[Information — start]

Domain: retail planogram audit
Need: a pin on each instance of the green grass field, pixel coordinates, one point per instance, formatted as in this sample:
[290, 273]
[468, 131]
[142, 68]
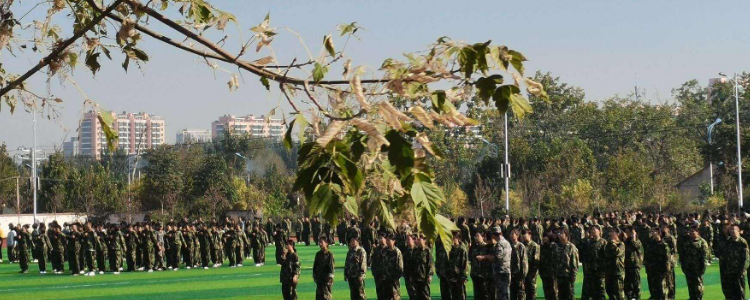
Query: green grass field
[248, 282]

[Information — finish]

## Your goal
Each record above must be retyped exactly as given, with the images excluded.

## Answer area
Domain: retail planogram audit
Need: a pin on each instance of the green grass field, pixel coordinates, one point per instance, formatted as in this sample:
[290, 273]
[468, 131]
[142, 68]
Query: green grass field
[248, 282]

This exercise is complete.